Passage provided:

____________

Since earnings season began with Alcoa's report on July 8, the S&P 500 has rocketed off a short-term low by 11 percent.
The Dow average just closed out its strongest 2-week span since 2000. And before Friday, the Nasdaq had risen for 12 straight days.
If you've been surprised by these moves, it is with good reason. The earnings season thus far is the most surprising on record. With 184 of the S&P 500 members in the books, 77 percent of those companies reported earnings that surpassed analysts' estimates, according to Thomson Reuters.
If this final percentage holds, it will be the highest 'surprise' percentage for a quarter since Thomson began tracking the information in 1994.
Surprised investors are chasing this market and using any temporary pullback to get back in, according to FM trader Pete Najarian.
Hence why we've seen a lot of mid-day reversals higher over this span. Raymond James Strategist Jeffrey Saut notes that money market funds still makes up 36 percent of market capitalization. With that kind of cash on the sidelines, the rotation into stocks could continue for a while, even with temporary "overbought" pullbacks here and there, according to the FM traders.

____________

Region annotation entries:

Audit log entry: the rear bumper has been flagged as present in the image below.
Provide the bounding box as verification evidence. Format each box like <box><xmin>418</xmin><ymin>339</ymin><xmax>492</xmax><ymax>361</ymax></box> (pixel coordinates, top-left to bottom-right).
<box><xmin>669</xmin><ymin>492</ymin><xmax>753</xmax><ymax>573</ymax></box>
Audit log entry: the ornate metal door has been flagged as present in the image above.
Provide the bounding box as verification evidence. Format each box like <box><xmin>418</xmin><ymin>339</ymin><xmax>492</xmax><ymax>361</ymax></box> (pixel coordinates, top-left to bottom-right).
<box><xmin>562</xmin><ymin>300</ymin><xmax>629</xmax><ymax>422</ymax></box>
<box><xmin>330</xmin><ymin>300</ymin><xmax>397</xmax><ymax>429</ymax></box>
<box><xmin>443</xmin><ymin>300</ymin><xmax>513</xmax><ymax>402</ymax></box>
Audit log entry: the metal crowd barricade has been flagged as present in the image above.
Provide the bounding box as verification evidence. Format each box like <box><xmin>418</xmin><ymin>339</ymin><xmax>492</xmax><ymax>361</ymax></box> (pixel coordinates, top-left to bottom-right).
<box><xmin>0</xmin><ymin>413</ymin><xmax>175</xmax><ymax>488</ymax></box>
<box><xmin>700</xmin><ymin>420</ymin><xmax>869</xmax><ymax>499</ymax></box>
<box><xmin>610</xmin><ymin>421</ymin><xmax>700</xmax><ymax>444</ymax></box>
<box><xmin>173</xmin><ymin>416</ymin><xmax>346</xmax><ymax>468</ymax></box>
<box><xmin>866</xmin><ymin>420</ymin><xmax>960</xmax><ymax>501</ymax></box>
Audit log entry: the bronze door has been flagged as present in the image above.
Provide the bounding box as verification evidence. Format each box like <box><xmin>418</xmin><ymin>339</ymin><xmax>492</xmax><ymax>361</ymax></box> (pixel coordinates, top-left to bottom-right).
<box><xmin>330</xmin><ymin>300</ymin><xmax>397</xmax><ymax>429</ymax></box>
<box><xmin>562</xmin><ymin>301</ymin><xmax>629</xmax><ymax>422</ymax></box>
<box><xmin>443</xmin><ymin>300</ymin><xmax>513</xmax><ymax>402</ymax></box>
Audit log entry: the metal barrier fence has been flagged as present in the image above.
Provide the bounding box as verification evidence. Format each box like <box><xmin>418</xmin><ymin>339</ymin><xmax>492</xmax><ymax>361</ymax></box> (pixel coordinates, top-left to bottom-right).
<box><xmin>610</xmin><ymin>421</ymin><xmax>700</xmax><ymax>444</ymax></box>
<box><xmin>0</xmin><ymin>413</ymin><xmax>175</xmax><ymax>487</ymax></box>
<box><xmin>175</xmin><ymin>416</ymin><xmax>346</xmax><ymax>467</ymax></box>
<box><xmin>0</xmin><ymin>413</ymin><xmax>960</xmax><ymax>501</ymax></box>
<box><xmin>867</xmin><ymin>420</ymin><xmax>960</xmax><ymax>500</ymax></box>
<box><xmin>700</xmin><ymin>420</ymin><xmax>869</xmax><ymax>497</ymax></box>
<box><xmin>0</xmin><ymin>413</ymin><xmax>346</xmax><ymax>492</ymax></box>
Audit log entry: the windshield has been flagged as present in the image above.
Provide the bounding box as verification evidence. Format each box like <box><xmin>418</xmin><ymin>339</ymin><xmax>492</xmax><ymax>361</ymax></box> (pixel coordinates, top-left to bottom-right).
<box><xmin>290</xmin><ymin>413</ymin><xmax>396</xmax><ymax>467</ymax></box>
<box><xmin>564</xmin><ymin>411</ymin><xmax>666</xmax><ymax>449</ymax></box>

____________

Written instruction 1: Name every stock market index that the earnings-season passage mentions.
Written instruction 2: Pick out each line in the entries that contains the word "above", and copy those lines.
The passage and the entries have no connection to each other.

Response 1:
S&P 500
Dow average
Nasdaq

Response 2:
Audit log entry: the ornate metal door has been flagged as present in the image above.
Audit log entry: the metal crowd barricade has been flagged as present in the image above.
Audit log entry: the bronze door has been flagged as present in the image above.
Audit log entry: the metal barrier fence has been flagged as present in the image above.
Audit log entry: the windshield has been flagged as present in the image above.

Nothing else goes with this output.